Ketigapenilaian sintetik a priori, yakni predikat penilaian tidak terkandung di dalam subjeknya, namun kebenaran itu bersifat pasti, universal, dan tidak bergantung pada pembuktian empiris. Misalnya segala kejadian mempunyai sebabnya. Putusan model demikian berlaku umum dan mutlak (a priori) dan bersifat sintetis a posteriori, karena dalam pengertian “kejadian” belum dengan sendirinya tersirat pengertian “sebab”. Maka dalam putusan ini, baik akal maupun pengalaman inderawi dibutuhkan serentak. Menurut Kant, sebagaimana dilansir Muslih, jenis putusan ketiga inilah syarat dasar bagi apa yang disebut pengetahuan (ilmiah) dipenuhi, yakni bersifat umum dan mutlak serta memberi pengetahuan baru.[8]
Singkatnya, hukum kausalitas sebagai contoh penilaian sintetik a priori merupakan suatu prinsip regulatif sebagai peraturan universal bagi seluruh penyelidikan rasional. Semua prinsip jenis ini adalah a priori sekaligus sintetis. Dengan demikian prinsip-prinsip itu jelas universal dan niscaya. Dus, validitasnya tidak bergantung pada konfirmasi pengalaman. Sebaliknya, validitasnya sudah diandaikan oleh semua keputusan yang hendak memberi kita pengalaman tentang sebuah fenomena.[9]Walhasil, persoalan fundamental filsafat kritik Kant adalah, “Bagaimana putusan-putusan sintetis a priori dimungkinkan?. Selanjutnya akan kita diskusikan bagaimana upaya metodologis Kant untuk bisa memproleh pengetahuan sintetik a priori.

[Entri batas bentuk]
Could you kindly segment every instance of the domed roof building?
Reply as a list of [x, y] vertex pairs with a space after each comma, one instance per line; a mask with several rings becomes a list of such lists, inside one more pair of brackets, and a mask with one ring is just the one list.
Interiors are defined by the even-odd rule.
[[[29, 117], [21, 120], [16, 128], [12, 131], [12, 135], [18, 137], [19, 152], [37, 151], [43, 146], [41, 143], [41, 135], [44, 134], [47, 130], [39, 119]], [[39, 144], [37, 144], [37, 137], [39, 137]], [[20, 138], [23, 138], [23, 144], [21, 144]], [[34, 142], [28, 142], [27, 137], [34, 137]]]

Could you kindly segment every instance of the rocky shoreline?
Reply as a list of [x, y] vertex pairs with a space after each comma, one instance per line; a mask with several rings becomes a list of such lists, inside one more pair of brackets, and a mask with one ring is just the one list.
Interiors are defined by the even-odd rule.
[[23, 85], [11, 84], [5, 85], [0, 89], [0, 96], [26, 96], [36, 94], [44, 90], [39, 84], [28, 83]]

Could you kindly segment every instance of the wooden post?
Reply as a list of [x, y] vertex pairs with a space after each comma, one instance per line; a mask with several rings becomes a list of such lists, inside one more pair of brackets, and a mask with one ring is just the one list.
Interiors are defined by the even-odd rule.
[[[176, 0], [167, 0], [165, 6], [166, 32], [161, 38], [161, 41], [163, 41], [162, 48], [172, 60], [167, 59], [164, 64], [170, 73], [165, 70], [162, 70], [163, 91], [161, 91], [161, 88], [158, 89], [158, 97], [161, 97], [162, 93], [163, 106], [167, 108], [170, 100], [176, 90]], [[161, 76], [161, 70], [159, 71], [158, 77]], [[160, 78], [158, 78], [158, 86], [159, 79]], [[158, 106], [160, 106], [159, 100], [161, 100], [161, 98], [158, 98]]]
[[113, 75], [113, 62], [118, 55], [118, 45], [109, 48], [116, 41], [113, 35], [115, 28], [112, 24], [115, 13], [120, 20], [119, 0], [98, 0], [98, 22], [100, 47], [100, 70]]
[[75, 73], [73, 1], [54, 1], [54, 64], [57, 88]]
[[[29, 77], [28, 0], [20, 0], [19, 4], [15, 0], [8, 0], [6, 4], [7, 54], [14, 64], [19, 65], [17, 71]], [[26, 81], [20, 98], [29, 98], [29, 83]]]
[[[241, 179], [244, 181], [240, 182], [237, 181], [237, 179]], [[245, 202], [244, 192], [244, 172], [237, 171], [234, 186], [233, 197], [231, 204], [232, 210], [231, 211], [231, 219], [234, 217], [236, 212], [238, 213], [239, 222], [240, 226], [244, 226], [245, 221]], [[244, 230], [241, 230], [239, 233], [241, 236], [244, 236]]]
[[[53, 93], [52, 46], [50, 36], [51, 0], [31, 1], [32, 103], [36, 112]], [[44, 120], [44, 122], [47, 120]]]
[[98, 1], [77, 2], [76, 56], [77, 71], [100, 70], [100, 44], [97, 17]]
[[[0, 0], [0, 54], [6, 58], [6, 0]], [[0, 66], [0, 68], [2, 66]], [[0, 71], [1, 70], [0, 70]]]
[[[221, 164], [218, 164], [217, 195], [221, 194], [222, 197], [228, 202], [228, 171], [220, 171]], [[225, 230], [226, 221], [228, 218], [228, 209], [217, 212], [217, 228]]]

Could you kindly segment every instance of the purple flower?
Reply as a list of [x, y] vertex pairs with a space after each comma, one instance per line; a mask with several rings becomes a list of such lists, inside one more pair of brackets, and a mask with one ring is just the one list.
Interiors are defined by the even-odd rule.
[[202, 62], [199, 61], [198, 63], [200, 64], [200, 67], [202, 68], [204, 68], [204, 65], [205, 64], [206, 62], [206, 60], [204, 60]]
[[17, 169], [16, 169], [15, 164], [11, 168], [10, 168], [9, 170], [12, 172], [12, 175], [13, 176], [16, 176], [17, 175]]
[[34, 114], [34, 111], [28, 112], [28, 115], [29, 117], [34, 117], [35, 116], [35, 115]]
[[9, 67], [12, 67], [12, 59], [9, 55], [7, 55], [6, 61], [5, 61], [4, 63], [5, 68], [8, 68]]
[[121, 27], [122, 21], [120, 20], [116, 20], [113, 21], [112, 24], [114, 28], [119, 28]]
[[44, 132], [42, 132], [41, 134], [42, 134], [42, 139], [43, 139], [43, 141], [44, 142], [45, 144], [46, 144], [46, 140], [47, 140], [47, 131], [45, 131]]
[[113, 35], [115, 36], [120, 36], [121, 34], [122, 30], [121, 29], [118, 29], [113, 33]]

### TUGAS TERTULIS 1:
Dalam teks tentang penilaian sintetik a priori, kalimat pertama menyebut sifat-sifat kebenaran penilaian tersebut. Sebutkan semuanya.
### TUGAS TERTULIS 2:
Tulis lanjutan teks tentang penilaian sintetik a priori menurut Kant, dimulai setelah kalimat terakhirnya.

### JAWABAN 1:
pasti; universal; tidak bergantung pada pembuktian empiris

### JAWABAN 2:
Sebagaimana penjelasan sebelumnya, bahwa pengetahuan sintetik a priori merupakan sebuah keniscayaan. Maka Kant membuat semacam pembedaan-pembedaan dan faktor-faktor yang harus dipahami untuk merealisasikan pengetahuan sintetik a priori, yaitu dengan membedakan antara realitas fenomenal dan realitas noumenal.
Realitas fenomenal adalah realitas seperti yang tampak pada kita, sedangkan realitas noumenal adalah realitas yang terlepas dari bentuk dan susunan (order) yang kita perkenalkan.
Pembagian realitas seperti demikian menunjukkan bahwa, pengetahuan manusia yang memiliki dasar cukup akan dibatasi pada wilayah fenomena sekaligus syarat-syarat yang harus diperlukan untuk menjelaskan pengalaman kita di dalamnya. Sesuatu yang riil dan independen, yang muncul pada pikiran, tidak akan pernah menciptakan sebuah dunia dari dirinya sendiri, melainkan hanya menyusun dan membentuk apa yang kita temui pada realitas fenomenal, dengan maksud untuk membentuk sebuah dunia pengalaman.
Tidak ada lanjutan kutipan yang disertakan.